----- Material supplied -----

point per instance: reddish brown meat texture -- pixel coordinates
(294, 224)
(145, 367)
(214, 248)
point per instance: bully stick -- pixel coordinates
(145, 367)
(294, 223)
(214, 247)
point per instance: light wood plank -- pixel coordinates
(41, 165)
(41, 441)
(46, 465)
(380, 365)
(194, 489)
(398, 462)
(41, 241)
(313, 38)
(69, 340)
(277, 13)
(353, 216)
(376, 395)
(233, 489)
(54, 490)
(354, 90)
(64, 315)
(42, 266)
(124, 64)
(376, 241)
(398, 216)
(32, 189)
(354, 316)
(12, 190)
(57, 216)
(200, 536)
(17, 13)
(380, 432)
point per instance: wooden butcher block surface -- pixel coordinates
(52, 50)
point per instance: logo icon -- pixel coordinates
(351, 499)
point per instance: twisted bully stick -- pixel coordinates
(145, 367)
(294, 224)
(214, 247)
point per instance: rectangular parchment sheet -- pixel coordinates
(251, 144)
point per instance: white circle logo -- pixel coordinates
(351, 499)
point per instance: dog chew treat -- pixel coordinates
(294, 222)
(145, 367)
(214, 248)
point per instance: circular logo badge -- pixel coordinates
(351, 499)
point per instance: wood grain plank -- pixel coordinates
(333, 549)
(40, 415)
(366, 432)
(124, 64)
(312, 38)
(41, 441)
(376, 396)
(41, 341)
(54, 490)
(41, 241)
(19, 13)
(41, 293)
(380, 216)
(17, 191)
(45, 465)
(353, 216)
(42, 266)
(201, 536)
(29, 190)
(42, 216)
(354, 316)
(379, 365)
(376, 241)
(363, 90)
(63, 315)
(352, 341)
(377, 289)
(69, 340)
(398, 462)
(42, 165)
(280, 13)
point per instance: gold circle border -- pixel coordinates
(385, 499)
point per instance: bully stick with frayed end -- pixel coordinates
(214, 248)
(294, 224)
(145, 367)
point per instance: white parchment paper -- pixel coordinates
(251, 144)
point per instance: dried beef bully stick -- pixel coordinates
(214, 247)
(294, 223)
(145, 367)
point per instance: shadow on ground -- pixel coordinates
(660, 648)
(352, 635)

-----

» **Task prompt**
Print the line that contains "point per instance: shadow" and each line after it up to the end of the listing, exactly as written.

» **Output for this exercise**
point per instance: shadow on ground -- pixel coordinates
(660, 648)
(352, 635)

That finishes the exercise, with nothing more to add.